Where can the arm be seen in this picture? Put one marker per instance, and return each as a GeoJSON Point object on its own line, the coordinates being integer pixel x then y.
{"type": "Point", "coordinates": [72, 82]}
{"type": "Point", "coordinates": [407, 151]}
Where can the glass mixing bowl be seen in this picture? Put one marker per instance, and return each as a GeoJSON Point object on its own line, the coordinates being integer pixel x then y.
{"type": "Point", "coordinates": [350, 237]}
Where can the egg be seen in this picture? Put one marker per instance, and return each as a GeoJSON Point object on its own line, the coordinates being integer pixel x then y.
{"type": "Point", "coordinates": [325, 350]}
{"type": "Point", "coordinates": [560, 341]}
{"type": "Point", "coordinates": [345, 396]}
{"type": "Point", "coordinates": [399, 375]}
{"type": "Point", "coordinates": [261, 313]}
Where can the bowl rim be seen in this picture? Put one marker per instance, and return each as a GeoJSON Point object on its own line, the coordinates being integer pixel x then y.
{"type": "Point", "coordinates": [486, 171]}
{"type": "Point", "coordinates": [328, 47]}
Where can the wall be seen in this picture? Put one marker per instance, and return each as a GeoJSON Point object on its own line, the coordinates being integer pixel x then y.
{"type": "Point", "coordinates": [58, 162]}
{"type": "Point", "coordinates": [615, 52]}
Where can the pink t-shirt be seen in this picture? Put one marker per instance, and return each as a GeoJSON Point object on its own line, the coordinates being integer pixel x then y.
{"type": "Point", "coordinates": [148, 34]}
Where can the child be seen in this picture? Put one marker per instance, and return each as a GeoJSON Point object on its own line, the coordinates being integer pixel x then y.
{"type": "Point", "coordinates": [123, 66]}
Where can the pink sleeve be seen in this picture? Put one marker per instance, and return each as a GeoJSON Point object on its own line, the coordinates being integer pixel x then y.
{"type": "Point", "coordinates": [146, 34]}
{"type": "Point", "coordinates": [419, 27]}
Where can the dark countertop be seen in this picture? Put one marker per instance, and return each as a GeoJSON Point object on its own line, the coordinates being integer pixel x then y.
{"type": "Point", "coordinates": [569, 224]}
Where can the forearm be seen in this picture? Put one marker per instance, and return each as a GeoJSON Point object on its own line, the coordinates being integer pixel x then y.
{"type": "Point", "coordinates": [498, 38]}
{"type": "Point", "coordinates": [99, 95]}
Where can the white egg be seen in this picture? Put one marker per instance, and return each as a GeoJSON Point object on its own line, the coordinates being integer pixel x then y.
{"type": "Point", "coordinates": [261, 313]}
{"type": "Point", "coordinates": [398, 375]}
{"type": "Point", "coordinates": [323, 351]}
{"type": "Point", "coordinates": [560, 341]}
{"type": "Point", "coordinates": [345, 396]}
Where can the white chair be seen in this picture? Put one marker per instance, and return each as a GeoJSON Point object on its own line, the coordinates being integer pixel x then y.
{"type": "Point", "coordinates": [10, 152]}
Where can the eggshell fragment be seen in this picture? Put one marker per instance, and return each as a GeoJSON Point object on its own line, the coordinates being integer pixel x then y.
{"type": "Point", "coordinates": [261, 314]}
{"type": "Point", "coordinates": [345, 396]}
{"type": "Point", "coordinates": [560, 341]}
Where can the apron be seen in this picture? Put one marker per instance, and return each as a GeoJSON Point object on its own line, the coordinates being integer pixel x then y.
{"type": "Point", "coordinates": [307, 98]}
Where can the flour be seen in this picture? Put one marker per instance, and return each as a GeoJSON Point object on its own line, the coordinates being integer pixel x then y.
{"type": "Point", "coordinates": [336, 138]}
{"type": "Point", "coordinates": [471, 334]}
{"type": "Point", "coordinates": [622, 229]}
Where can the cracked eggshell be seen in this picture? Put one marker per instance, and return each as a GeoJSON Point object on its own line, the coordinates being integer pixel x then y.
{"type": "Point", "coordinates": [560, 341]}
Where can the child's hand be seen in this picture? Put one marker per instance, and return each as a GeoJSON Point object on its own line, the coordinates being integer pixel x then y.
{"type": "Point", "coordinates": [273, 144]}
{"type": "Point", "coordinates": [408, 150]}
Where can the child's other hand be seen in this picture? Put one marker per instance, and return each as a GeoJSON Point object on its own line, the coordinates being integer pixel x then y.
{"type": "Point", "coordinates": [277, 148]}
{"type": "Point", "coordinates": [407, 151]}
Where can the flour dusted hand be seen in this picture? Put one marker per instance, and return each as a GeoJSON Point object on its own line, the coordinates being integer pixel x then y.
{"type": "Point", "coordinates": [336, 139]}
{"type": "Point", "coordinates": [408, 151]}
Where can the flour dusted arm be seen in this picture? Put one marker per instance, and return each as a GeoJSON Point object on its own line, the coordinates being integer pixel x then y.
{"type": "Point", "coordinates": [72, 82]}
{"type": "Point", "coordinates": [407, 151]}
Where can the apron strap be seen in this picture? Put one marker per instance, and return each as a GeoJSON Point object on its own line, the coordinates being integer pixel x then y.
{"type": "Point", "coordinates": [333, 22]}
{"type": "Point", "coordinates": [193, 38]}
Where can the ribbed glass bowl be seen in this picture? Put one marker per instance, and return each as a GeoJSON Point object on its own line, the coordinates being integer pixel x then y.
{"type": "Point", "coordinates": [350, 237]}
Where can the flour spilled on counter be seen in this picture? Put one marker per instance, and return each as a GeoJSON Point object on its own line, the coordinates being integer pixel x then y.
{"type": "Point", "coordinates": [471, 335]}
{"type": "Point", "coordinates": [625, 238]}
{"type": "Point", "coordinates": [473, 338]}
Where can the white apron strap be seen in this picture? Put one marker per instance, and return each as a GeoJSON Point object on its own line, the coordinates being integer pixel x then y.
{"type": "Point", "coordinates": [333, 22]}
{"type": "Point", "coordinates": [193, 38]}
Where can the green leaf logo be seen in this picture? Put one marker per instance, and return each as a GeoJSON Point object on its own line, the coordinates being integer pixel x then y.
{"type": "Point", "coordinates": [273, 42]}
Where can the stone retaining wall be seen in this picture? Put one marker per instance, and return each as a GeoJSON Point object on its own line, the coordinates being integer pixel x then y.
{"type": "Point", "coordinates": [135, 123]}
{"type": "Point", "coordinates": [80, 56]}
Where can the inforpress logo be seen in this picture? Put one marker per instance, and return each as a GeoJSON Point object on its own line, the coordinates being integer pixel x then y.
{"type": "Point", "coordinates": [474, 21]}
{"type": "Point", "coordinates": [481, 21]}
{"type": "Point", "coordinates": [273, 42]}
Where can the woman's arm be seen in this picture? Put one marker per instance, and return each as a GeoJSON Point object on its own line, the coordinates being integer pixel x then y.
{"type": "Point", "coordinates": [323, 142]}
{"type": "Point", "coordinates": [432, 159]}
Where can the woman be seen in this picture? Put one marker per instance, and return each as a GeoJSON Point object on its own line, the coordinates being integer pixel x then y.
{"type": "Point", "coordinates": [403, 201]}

#### [TASK TO CARRY OUT]
Copy the whole listing, word for word.

#### [EXERCISE RESPONSE]
Where can the arm be seen in this picture? Put one marker per instance, and return each as a GeoJSON Point object on its own line, the coordinates being integer pixel x then y.
{"type": "Point", "coordinates": [72, 82]}
{"type": "Point", "coordinates": [407, 151]}
Where can the glass mixing bowl be seen in this picture? Put one marker per instance, and return each as a GeoJSON Point object on its own line, the coordinates being integer pixel x then y.
{"type": "Point", "coordinates": [350, 237]}
Where can the egg be seen in this picture? Put one marker per instance, and return each as a GeoJSON Point object on its own line, the coordinates being integer pixel x then y.
{"type": "Point", "coordinates": [325, 350]}
{"type": "Point", "coordinates": [560, 341]}
{"type": "Point", "coordinates": [345, 396]}
{"type": "Point", "coordinates": [399, 375]}
{"type": "Point", "coordinates": [261, 313]}
Where can the bowl rim be seen in this picture? Put one marker per instance, and return each as a GeoJSON Point object on its own line, the coordinates being integer pixel x then y.
{"type": "Point", "coordinates": [486, 171]}
{"type": "Point", "coordinates": [328, 47]}
Where can the wall be seen in this picture? Put one marker per instance, and return each as a GeoJSON Point object on its own line, the coordinates being integer pixel x then y.
{"type": "Point", "coordinates": [58, 162]}
{"type": "Point", "coordinates": [615, 52]}
Where can the pink t-shirt be seen in this picture? Put one marker per instance, and return each as a GeoJSON Point object on its own line, the coordinates being integer pixel x then y.
{"type": "Point", "coordinates": [148, 34]}
Where can the child be seen in this picture? Put one marker per instance, and return each as a GeoJSON Point object on its own line, the coordinates being integer pixel x then y.
{"type": "Point", "coordinates": [123, 66]}
Where can the pink sleeve be seen in this picture? Put one marker per instance, and return each as a GeoJSON Point object on its own line, the coordinates being integer pixel x then y.
{"type": "Point", "coordinates": [146, 34]}
{"type": "Point", "coordinates": [419, 27]}
Where can the dark countertop be seen in this picture? Put one marker per instance, and return each as a GeoJSON Point object on its own line, the coordinates being integer pixel x then y.
{"type": "Point", "coordinates": [569, 224]}
Where can the forearm be seen in this picture? Put one marker per instance, and return each as a GeoJSON Point object on its own line, the coordinates being integer pixel x then y.
{"type": "Point", "coordinates": [498, 38]}
{"type": "Point", "coordinates": [99, 95]}
Where can the white egg be seen in this picture? Put one marker per instance, and return each as a GeoJSON Point object on its own line, the coordinates being integer pixel x then y.
{"type": "Point", "coordinates": [261, 313]}
{"type": "Point", "coordinates": [398, 375]}
{"type": "Point", "coordinates": [323, 351]}
{"type": "Point", "coordinates": [560, 341]}
{"type": "Point", "coordinates": [345, 396]}
Where can the white chair be seen in this picture? Put one marker per instance, and return each as a GeoJSON Point object on its own line, the coordinates being integer pixel x then y.
{"type": "Point", "coordinates": [10, 152]}
Where can the eggshell fragment be seen in this picture? Put one marker per instance, and return each as a GeoJSON Point object on its own line, the coordinates being integer pixel x then y.
{"type": "Point", "coordinates": [261, 314]}
{"type": "Point", "coordinates": [345, 396]}
{"type": "Point", "coordinates": [560, 341]}
Where can the apron be seen in this picture? Put one marker per instance, and return each as a GeoJSON Point object on its own line, the coordinates being integer pixel x then y.
{"type": "Point", "coordinates": [307, 98]}
Where can the flour be seen in this picture? Put one marker per instance, and return each as a GeoJSON Point object on its own line, the coordinates being integer pixel x then y.
{"type": "Point", "coordinates": [336, 138]}
{"type": "Point", "coordinates": [471, 334]}
{"type": "Point", "coordinates": [622, 229]}
Where can the cracked eggshell be seen in this picture? Put one marker per instance, and return each as a GeoJSON Point object on its own line, the coordinates being integer pixel x then y.
{"type": "Point", "coordinates": [560, 341]}
Where can the child's hand be seen in this picture? Put one marker per instance, and return each as a GeoJSON Point object on its own line, the coordinates being integer pixel x then y.
{"type": "Point", "coordinates": [273, 144]}
{"type": "Point", "coordinates": [408, 150]}
Where can the child's other hand be seen in this picture? Put one marker per instance, and return each as a GeoJSON Point object on its own line, the coordinates being integer pixel x then y.
{"type": "Point", "coordinates": [277, 148]}
{"type": "Point", "coordinates": [407, 151]}
Where can the flour dusted hand be seen in this picture? Put one marker per instance, and return each as a GeoJSON Point object on its own line, the coordinates being integer pixel x then y.
{"type": "Point", "coordinates": [336, 139]}
{"type": "Point", "coordinates": [408, 151]}
Where can the flour dusted arm be seen in this picture? Put one marker per instance, and return each as a GeoJSON Point object on its own line, the coordinates being integer pixel x then y.
{"type": "Point", "coordinates": [72, 82]}
{"type": "Point", "coordinates": [407, 151]}
Where can the apron strap be seen in this picture? Put one marker per instance, and return each as a GeoJSON Point object on its own line, the coordinates being integer pixel x then y.
{"type": "Point", "coordinates": [333, 22]}
{"type": "Point", "coordinates": [193, 38]}
Where can the ribbed glass bowl be seen in this picture? Put one marker per instance, and return each as a GeoJSON Point object on its own line, the coordinates being integer pixel x then y.
{"type": "Point", "coordinates": [350, 237]}
Where can the flour spilled on counter be seen in this picture? Put one marker per instance, and return each as a GeoJSON Point object on its own line, the coordinates being integer pixel x then y.
{"type": "Point", "coordinates": [471, 335]}
{"type": "Point", "coordinates": [625, 238]}
{"type": "Point", "coordinates": [473, 338]}
Where can the white apron strap be seen in this picture? Put one marker per instance, and return each as a GeoJSON Point object on its own line, the coordinates being integer pixel x then y.
{"type": "Point", "coordinates": [333, 22]}
{"type": "Point", "coordinates": [193, 38]}
Where can the green leaf logo be seen in this picture? Put one marker per instance, and return each as a GeoJSON Point object on its own line, the coordinates being integer pixel x then y.
{"type": "Point", "coordinates": [273, 42]}
Where can the stone retaining wall be seen in this picture? Put one marker per instance, and return each as a GeoJSON Point object on its own line, the coordinates being integer pixel x then y.
{"type": "Point", "coordinates": [135, 123]}
{"type": "Point", "coordinates": [80, 56]}
Where can the inforpress logo be seen in this picture? Put one marker per instance, and return each as a GeoJSON Point object on its own line, the coordinates being integer pixel x then y.
{"type": "Point", "coordinates": [474, 21]}
{"type": "Point", "coordinates": [481, 21]}
{"type": "Point", "coordinates": [273, 42]}
Where can the woman's arm be seen in this picture? Put one marker per instance, and return each as a GeoJSON Point object on its own line, the coordinates being integer pixel x then y.
{"type": "Point", "coordinates": [323, 142]}
{"type": "Point", "coordinates": [432, 159]}
Where can the woman be seen in this picture? Put one marker per instance, and return each as a GeoJSON Point object on its own line, the coordinates being integer pixel x then y.
{"type": "Point", "coordinates": [403, 201]}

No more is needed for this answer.